Task instructions — The listing is to be printed in full, exactly as given.

Available data —
· · · ·
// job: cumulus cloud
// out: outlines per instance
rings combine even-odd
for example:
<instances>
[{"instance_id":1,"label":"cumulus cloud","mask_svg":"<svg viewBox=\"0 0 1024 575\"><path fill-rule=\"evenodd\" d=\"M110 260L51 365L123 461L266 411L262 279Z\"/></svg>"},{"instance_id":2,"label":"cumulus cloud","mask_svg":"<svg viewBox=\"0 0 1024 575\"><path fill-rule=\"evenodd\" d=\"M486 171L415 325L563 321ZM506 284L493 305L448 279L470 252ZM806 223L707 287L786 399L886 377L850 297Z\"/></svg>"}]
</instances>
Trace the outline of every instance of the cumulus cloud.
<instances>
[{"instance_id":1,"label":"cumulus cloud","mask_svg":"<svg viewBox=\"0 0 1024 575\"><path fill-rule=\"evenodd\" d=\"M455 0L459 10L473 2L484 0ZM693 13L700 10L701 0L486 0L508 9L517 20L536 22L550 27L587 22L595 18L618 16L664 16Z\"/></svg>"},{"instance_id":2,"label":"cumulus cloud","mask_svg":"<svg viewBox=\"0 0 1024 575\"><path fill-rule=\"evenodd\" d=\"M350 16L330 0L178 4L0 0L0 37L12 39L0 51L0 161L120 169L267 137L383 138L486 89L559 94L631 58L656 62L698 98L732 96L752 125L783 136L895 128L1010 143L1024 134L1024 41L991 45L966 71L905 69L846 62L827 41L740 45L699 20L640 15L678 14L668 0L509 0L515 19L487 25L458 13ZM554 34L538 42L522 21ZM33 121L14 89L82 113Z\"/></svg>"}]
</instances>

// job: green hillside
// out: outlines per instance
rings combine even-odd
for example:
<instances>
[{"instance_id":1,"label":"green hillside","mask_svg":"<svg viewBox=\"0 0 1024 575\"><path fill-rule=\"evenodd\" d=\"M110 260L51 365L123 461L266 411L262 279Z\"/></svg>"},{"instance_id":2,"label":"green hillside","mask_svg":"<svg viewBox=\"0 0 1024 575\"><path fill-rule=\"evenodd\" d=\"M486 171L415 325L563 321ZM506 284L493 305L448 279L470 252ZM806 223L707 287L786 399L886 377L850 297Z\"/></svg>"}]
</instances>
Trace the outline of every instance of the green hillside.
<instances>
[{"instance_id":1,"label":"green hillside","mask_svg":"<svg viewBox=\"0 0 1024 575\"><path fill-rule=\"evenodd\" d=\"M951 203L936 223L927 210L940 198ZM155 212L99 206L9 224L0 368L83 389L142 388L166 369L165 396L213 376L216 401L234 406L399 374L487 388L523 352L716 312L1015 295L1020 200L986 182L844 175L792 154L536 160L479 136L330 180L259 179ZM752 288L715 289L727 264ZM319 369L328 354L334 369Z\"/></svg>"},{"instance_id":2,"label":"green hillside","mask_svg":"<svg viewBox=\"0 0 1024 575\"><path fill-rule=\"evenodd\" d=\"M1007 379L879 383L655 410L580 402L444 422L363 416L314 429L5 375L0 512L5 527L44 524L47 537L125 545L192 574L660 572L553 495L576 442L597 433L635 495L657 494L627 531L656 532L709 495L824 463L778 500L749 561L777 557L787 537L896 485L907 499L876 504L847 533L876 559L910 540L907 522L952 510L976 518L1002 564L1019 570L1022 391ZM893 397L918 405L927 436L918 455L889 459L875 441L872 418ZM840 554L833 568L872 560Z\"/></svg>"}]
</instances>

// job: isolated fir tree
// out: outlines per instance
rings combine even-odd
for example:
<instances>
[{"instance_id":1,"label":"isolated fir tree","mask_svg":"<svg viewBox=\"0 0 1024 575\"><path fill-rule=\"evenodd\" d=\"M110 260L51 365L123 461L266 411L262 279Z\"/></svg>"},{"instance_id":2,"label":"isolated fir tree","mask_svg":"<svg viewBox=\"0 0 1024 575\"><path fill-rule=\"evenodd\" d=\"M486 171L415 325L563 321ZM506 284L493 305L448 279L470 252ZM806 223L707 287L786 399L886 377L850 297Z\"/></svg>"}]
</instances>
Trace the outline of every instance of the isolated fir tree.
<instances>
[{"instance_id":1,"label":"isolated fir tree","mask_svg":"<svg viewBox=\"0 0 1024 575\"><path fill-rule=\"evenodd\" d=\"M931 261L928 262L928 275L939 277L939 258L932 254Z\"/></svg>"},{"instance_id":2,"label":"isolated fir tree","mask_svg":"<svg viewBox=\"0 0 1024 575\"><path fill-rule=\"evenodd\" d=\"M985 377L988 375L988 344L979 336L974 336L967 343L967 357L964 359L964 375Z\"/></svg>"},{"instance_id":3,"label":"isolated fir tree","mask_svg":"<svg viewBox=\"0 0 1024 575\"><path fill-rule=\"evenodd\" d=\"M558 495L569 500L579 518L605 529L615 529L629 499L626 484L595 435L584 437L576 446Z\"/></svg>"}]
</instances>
· · · ·
Result for this task —
// job: cumulus cloud
// out: outlines per instance
rings combine even-odd
for example:
<instances>
[{"instance_id":1,"label":"cumulus cloud","mask_svg":"<svg viewBox=\"0 0 1024 575\"><path fill-rule=\"evenodd\" d=\"M110 260L51 365L123 461L266 411L262 279Z\"/></svg>"},{"instance_id":2,"label":"cumulus cloud","mask_svg":"<svg viewBox=\"0 0 1024 575\"><path fill-rule=\"evenodd\" d=\"M486 171L415 325L563 321ZM506 284L493 305L448 279L470 252ZM806 223L707 287L786 399L886 377L850 297Z\"/></svg>"}]
</instances>
Trace the outline of every instance of the cumulus cloud.
<instances>
[{"instance_id":1,"label":"cumulus cloud","mask_svg":"<svg viewBox=\"0 0 1024 575\"><path fill-rule=\"evenodd\" d=\"M455 0L459 10L473 2L484 0ZM693 13L700 10L701 0L486 0L508 9L517 20L536 22L550 27L587 22L595 18L618 16L664 16Z\"/></svg>"},{"instance_id":2,"label":"cumulus cloud","mask_svg":"<svg viewBox=\"0 0 1024 575\"><path fill-rule=\"evenodd\" d=\"M350 16L330 0L178 4L0 0L0 37L12 39L0 51L0 161L120 169L267 137L383 138L486 89L559 94L631 58L656 62L698 98L732 96L752 125L783 136L895 128L1010 143L1024 134L1024 41L991 45L966 71L905 69L846 62L827 41L740 45L699 20L640 15L678 14L668 0L509 0L515 19L487 25L458 13ZM554 34L538 42L522 21ZM33 121L14 89L82 113Z\"/></svg>"}]
</instances>

// job: green hillside
// out: outlines per instance
rings combine even-odd
for example:
<instances>
[{"instance_id":1,"label":"green hillside","mask_svg":"<svg viewBox=\"0 0 1024 575\"><path fill-rule=\"evenodd\" d=\"M110 260L51 365L123 461L266 411L262 279Z\"/></svg>"},{"instance_id":2,"label":"green hillside","mask_svg":"<svg viewBox=\"0 0 1024 575\"><path fill-rule=\"evenodd\" d=\"M486 171L415 325L563 321ZM506 284L493 305L448 279L470 252ZM806 223L707 287L786 399L886 377L850 297Z\"/></svg>"}]
</instances>
Trace the outline of every instance of the green hillside.
<instances>
[{"instance_id":1,"label":"green hillside","mask_svg":"<svg viewBox=\"0 0 1024 575\"><path fill-rule=\"evenodd\" d=\"M951 203L936 223L927 210L940 198ZM155 212L99 206L9 224L0 368L83 389L142 388L166 369L165 396L213 376L216 401L234 406L399 374L487 388L523 352L716 312L1015 295L1020 200L986 182L844 175L792 154L536 160L479 136L330 180L259 179ZM752 288L715 289L727 264ZM319 369L328 354L334 369Z\"/></svg>"},{"instance_id":2,"label":"green hillside","mask_svg":"<svg viewBox=\"0 0 1024 575\"><path fill-rule=\"evenodd\" d=\"M1007 379L879 383L655 410L580 402L444 422L363 416L314 429L5 375L0 512L5 527L44 524L47 537L125 545L192 574L660 572L553 495L576 442L597 433L635 495L657 494L627 531L656 532L709 495L824 463L778 500L749 561L777 557L787 537L896 485L907 499L876 504L847 533L876 559L910 540L907 522L952 510L976 518L1002 564L1019 570L1022 391ZM893 397L918 405L927 436L918 455L889 459L875 441L872 418ZM840 554L833 568L872 560Z\"/></svg>"}]
</instances>

// job: isolated fir tree
// out: outlines per instance
rings combine even-odd
for example:
<instances>
[{"instance_id":1,"label":"isolated fir tree","mask_svg":"<svg viewBox=\"0 0 1024 575\"><path fill-rule=\"evenodd\" d=\"M110 260L51 365L123 461L266 411L262 279Z\"/></svg>"},{"instance_id":2,"label":"isolated fir tree","mask_svg":"<svg viewBox=\"0 0 1024 575\"><path fill-rule=\"evenodd\" d=\"M486 171L415 325L563 321ZM506 284L493 305L448 279L470 252ZM806 223L707 287L786 399L886 377L850 297Z\"/></svg>"}]
</instances>
Trace the outline of every instance of the isolated fir tree.
<instances>
[{"instance_id":1,"label":"isolated fir tree","mask_svg":"<svg viewBox=\"0 0 1024 575\"><path fill-rule=\"evenodd\" d=\"M931 261L928 262L928 275L939 277L939 258L932 254Z\"/></svg>"},{"instance_id":2,"label":"isolated fir tree","mask_svg":"<svg viewBox=\"0 0 1024 575\"><path fill-rule=\"evenodd\" d=\"M985 377L988 375L988 344L979 336L974 336L967 343L967 357L964 359L964 375Z\"/></svg>"},{"instance_id":3,"label":"isolated fir tree","mask_svg":"<svg viewBox=\"0 0 1024 575\"><path fill-rule=\"evenodd\" d=\"M558 495L569 500L579 518L605 529L615 529L629 499L626 484L595 435L584 437L576 446Z\"/></svg>"}]
</instances>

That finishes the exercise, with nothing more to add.